Referring expression data »

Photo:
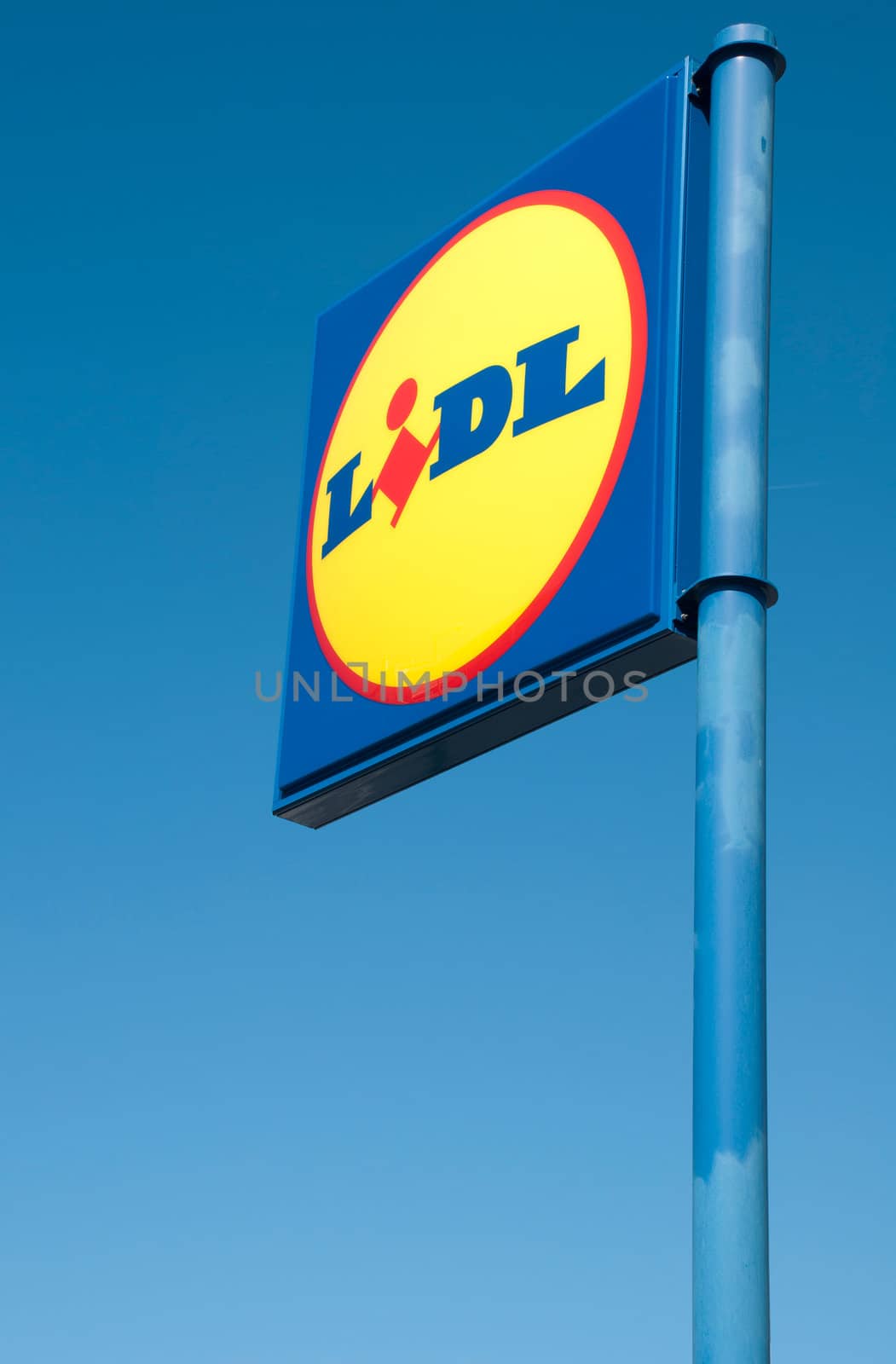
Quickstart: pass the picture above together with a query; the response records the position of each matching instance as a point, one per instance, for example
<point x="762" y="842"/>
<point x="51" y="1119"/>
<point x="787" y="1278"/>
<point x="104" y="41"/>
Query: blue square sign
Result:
<point x="500" y="501"/>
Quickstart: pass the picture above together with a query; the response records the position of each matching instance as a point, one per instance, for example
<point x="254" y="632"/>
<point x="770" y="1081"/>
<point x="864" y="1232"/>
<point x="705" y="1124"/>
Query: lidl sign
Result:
<point x="500" y="500"/>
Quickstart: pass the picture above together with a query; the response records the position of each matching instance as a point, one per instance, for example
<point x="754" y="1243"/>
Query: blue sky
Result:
<point x="416" y="1089"/>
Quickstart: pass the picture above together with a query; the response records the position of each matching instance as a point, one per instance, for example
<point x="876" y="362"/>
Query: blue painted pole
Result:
<point x="731" y="1296"/>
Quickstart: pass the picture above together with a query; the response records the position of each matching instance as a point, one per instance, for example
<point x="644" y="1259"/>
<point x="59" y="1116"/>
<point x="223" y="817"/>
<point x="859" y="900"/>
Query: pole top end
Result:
<point x="746" y="40"/>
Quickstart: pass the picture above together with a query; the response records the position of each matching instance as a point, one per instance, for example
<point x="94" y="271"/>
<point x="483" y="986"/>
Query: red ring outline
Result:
<point x="625" y="254"/>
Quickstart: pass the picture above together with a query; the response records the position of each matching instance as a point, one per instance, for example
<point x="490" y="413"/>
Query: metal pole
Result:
<point x="731" y="1299"/>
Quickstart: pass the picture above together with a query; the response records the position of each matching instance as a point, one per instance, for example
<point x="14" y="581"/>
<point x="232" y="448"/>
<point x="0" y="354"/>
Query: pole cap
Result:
<point x="752" y="40"/>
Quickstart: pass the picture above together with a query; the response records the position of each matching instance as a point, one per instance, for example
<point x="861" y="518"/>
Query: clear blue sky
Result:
<point x="415" y="1089"/>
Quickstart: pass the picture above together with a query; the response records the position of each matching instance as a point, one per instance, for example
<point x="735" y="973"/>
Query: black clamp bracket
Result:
<point x="689" y="600"/>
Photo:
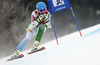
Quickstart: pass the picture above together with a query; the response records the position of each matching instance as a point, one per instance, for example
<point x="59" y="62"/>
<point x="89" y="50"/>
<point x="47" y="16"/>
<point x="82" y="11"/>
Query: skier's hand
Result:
<point x="46" y="18"/>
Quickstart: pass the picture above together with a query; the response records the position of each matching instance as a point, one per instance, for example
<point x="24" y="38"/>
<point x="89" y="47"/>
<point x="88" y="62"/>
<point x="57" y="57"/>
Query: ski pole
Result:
<point x="54" y="30"/>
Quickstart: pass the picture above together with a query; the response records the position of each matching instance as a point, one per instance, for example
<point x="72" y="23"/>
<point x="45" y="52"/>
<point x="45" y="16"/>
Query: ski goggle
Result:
<point x="42" y="10"/>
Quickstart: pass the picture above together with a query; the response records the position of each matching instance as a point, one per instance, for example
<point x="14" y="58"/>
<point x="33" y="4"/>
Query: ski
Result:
<point x="16" y="57"/>
<point x="40" y="49"/>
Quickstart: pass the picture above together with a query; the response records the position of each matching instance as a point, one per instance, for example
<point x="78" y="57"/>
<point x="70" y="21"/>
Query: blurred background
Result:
<point x="15" y="15"/>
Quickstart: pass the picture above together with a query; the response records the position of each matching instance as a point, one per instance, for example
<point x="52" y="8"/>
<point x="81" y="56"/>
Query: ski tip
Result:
<point x="21" y="55"/>
<point x="43" y="47"/>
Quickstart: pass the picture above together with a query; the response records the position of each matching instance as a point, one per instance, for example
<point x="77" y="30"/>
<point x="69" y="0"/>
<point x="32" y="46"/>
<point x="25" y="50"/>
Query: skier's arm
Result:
<point x="48" y="21"/>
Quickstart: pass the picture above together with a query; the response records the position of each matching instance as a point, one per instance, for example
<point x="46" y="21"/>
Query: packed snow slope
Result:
<point x="72" y="50"/>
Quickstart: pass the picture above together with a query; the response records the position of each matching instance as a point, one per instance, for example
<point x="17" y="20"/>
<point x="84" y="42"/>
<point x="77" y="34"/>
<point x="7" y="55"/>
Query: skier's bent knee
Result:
<point x="30" y="30"/>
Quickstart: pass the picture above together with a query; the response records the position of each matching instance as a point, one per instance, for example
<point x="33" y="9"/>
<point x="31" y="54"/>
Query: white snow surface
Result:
<point x="72" y="50"/>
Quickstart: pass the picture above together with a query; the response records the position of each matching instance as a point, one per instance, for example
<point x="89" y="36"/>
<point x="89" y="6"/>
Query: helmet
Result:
<point x="40" y="5"/>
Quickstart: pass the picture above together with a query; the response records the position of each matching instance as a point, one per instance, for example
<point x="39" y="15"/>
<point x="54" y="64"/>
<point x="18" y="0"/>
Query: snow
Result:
<point x="72" y="50"/>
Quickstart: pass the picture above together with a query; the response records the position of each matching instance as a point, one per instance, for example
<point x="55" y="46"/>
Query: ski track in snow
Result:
<point x="72" y="50"/>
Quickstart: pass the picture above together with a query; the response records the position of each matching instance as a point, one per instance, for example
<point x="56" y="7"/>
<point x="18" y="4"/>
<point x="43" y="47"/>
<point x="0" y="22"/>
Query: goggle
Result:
<point x="42" y="10"/>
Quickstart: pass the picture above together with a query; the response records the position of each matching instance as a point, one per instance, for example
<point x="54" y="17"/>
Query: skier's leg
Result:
<point x="41" y="30"/>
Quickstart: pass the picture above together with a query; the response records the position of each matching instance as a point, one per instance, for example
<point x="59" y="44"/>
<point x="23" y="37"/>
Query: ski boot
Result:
<point x="16" y="53"/>
<point x="36" y="46"/>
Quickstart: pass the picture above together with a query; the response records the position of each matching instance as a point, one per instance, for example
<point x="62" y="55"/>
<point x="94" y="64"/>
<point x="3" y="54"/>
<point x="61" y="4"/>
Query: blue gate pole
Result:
<point x="76" y="21"/>
<point x="54" y="29"/>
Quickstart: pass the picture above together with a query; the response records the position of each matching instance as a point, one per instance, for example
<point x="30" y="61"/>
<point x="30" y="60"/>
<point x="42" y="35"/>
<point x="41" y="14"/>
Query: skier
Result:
<point x="40" y="21"/>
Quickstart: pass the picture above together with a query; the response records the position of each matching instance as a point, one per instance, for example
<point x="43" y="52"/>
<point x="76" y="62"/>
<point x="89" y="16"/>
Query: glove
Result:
<point x="43" y="18"/>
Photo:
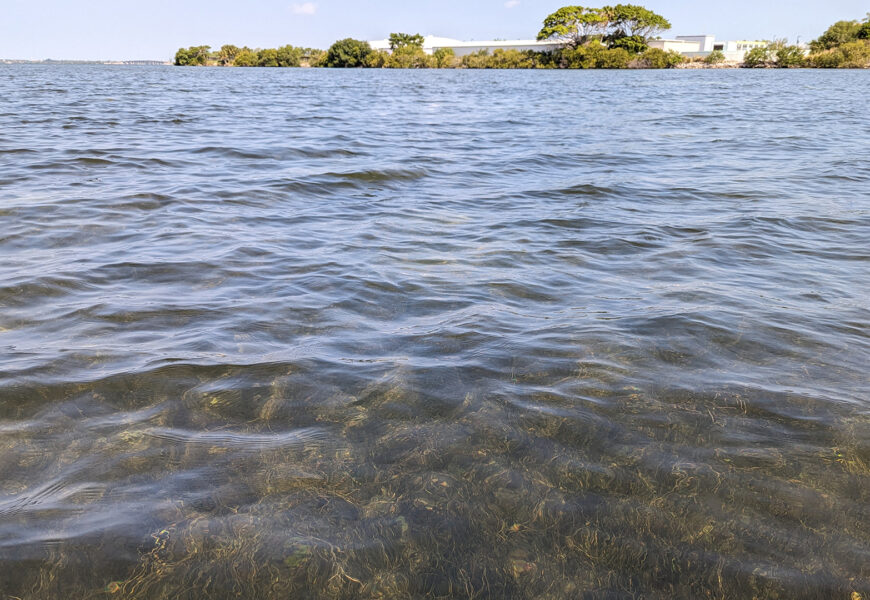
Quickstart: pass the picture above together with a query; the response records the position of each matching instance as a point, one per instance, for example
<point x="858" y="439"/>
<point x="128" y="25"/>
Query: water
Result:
<point x="320" y="334"/>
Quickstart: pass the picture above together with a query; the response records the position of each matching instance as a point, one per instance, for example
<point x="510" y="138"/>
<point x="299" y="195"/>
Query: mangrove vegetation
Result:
<point x="612" y="37"/>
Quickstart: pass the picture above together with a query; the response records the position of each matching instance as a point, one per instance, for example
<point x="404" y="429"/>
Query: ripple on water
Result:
<point x="462" y="337"/>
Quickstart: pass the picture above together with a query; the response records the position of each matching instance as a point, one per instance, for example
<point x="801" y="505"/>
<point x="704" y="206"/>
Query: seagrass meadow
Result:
<point x="327" y="334"/>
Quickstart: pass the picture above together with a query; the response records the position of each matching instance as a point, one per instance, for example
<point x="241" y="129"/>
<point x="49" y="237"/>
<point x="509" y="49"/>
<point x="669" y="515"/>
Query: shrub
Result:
<point x="289" y="56"/>
<point x="195" y="56"/>
<point x="267" y="58"/>
<point x="444" y="58"/>
<point x="830" y="59"/>
<point x="510" y="59"/>
<point x="788" y="57"/>
<point x="656" y="58"/>
<point x="246" y="58"/>
<point x="407" y="57"/>
<point x="312" y="57"/>
<point x="582" y="57"/>
<point x="757" y="58"/>
<point x="856" y="55"/>
<point x="476" y="60"/>
<point x="614" y="58"/>
<point x="347" y="54"/>
<point x="715" y="57"/>
<point x="841" y="32"/>
<point x="634" y="44"/>
<point x="377" y="59"/>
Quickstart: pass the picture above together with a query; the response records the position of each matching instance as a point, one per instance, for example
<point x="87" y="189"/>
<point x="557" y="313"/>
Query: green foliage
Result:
<point x="614" y="58"/>
<point x="634" y="44"/>
<point x="377" y="59"/>
<point x="758" y="58"/>
<point x="714" y="58"/>
<point x="629" y="20"/>
<point x="573" y="25"/>
<point x="246" y="58"/>
<point x="267" y="58"/>
<point x="195" y="56"/>
<point x="401" y="40"/>
<point x="595" y="55"/>
<point x="856" y="54"/>
<point x="312" y="57"/>
<point x="830" y="59"/>
<point x="626" y="26"/>
<point x="227" y="54"/>
<point x="289" y="56"/>
<point x="408" y="57"/>
<point x="788" y="57"/>
<point x="510" y="59"/>
<point x="444" y="58"/>
<point x="841" y="32"/>
<point x="475" y="60"/>
<point x="347" y="53"/>
<point x="656" y="58"/>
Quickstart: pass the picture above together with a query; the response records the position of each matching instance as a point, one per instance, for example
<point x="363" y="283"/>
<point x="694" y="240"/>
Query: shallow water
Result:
<point x="320" y="334"/>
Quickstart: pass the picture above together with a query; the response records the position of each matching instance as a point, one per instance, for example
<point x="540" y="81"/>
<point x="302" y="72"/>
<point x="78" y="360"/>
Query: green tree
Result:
<point x="510" y="59"/>
<point x="573" y="25"/>
<point x="629" y="20"/>
<point x="476" y="60"/>
<point x="841" y="32"/>
<point x="195" y="56"/>
<point x="400" y="40"/>
<point x="227" y="54"/>
<point x="289" y="56"/>
<point x="246" y="58"/>
<point x="444" y="58"/>
<point x="586" y="56"/>
<point x="856" y="54"/>
<point x="788" y="57"/>
<point x="267" y="58"/>
<point x="614" y="58"/>
<point x="377" y="59"/>
<point x="312" y="57"/>
<point x="408" y="57"/>
<point x="347" y="53"/>
<point x="715" y="57"/>
<point x="829" y="59"/>
<point x="758" y="58"/>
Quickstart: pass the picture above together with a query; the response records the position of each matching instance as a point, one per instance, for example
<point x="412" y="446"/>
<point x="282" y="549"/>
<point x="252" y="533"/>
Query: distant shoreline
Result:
<point x="50" y="61"/>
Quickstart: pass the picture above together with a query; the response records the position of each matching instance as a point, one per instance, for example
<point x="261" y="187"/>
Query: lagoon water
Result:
<point x="325" y="334"/>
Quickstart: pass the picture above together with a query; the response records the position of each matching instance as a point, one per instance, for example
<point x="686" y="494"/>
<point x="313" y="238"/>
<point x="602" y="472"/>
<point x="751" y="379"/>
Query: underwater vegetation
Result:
<point x="396" y="492"/>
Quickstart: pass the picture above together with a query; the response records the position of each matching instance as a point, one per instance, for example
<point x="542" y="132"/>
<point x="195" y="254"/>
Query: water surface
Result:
<point x="321" y="334"/>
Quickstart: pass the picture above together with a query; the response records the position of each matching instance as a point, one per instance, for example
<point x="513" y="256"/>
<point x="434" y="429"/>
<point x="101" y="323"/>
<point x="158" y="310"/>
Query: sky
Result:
<point x="154" y="30"/>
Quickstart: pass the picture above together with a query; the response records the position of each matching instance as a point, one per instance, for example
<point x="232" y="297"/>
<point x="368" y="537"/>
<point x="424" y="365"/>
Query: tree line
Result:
<point x="611" y="37"/>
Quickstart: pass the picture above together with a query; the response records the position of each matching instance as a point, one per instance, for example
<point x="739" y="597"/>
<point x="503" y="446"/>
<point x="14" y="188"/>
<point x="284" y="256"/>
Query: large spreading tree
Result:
<point x="622" y="26"/>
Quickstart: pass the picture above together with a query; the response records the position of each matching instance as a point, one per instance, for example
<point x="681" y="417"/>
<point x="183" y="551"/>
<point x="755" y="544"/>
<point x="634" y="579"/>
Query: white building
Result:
<point x="432" y="43"/>
<point x="699" y="46"/>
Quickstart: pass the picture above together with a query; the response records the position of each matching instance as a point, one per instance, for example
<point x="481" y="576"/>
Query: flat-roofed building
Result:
<point x="432" y="43"/>
<point x="699" y="46"/>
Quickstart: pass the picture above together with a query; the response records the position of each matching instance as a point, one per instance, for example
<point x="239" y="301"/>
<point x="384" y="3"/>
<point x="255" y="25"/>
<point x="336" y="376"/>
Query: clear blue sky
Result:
<point x="123" y="29"/>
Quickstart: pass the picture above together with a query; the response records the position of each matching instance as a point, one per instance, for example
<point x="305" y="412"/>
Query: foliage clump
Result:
<point x="844" y="45"/>
<point x="347" y="54"/>
<point x="715" y="58"/>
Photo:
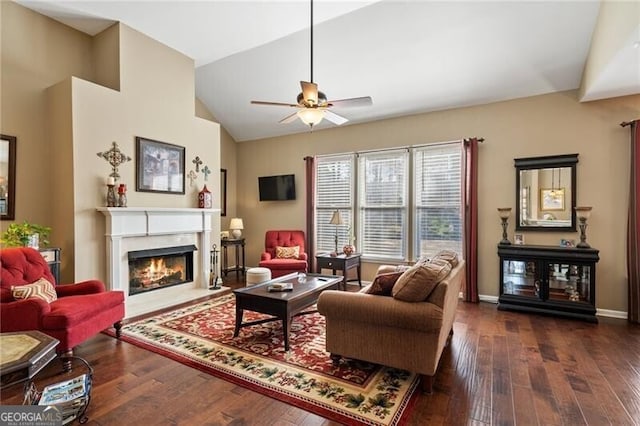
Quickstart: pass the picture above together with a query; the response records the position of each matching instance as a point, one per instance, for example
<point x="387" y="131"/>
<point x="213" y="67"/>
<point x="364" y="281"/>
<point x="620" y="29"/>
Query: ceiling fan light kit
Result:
<point x="312" y="104"/>
<point x="311" y="116"/>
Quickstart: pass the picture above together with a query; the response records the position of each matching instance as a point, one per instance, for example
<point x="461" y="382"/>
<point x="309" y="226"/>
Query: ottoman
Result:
<point x="257" y="275"/>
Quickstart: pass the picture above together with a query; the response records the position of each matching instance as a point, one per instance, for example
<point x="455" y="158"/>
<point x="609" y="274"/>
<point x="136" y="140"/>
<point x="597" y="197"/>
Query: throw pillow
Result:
<point x="287" y="252"/>
<point x="41" y="289"/>
<point x="383" y="283"/>
<point x="416" y="284"/>
<point x="448" y="255"/>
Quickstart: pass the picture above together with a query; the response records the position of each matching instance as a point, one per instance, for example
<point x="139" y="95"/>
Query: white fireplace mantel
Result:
<point x="124" y="223"/>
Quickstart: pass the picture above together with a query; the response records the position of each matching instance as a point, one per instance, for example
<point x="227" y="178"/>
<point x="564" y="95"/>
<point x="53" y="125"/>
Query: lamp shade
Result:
<point x="311" y="116"/>
<point x="336" y="219"/>
<point x="583" y="212"/>
<point x="504" y="212"/>
<point x="236" y="223"/>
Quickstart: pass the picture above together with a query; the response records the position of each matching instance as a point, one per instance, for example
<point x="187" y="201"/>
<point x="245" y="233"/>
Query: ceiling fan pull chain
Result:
<point x="311" y="41"/>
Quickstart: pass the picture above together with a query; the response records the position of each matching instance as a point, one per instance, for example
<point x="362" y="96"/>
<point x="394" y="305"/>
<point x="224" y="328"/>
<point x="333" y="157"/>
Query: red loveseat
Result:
<point x="80" y="311"/>
<point x="274" y="241"/>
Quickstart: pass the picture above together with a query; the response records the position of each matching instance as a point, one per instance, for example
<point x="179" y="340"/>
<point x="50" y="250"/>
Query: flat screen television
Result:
<point x="277" y="188"/>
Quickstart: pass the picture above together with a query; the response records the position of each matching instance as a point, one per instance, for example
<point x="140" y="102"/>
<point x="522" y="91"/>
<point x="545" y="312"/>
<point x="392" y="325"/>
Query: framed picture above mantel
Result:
<point x="159" y="166"/>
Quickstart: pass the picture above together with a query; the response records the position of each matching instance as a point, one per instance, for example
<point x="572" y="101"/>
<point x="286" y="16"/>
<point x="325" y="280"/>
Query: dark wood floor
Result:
<point x="501" y="368"/>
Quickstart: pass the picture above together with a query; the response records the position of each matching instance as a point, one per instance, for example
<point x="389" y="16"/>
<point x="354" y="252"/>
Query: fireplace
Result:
<point x="130" y="230"/>
<point x="159" y="268"/>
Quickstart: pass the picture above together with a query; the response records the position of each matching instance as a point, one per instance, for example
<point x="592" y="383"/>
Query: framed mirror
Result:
<point x="546" y="193"/>
<point x="7" y="177"/>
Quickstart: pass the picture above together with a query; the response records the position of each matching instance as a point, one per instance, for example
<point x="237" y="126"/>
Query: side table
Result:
<point x="341" y="262"/>
<point x="238" y="243"/>
<point x="23" y="354"/>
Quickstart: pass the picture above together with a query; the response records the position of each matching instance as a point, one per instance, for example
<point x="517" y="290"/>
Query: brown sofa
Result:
<point x="392" y="332"/>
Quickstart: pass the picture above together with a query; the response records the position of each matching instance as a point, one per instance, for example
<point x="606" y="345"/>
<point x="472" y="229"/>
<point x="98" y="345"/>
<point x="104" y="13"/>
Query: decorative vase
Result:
<point x="205" y="199"/>
<point x="348" y="249"/>
<point x="122" y="195"/>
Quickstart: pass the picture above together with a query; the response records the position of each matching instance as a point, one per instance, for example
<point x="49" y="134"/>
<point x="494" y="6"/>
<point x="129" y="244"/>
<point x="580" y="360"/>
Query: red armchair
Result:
<point x="279" y="266"/>
<point x="80" y="311"/>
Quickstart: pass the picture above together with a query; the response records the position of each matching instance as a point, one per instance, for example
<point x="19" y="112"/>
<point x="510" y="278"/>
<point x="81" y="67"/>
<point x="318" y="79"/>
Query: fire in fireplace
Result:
<point x="160" y="268"/>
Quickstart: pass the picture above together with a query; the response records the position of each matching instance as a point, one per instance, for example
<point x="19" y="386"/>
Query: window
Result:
<point x="391" y="224"/>
<point x="437" y="199"/>
<point x="334" y="191"/>
<point x="382" y="204"/>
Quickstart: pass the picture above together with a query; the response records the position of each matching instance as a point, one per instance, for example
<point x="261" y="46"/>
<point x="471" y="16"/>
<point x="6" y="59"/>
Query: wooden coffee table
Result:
<point x="282" y="305"/>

Description of the task »
Find the lines above that contain the word "flat" and collect them.

Task answer »
Query: flat-roofed building
Query: flat screen television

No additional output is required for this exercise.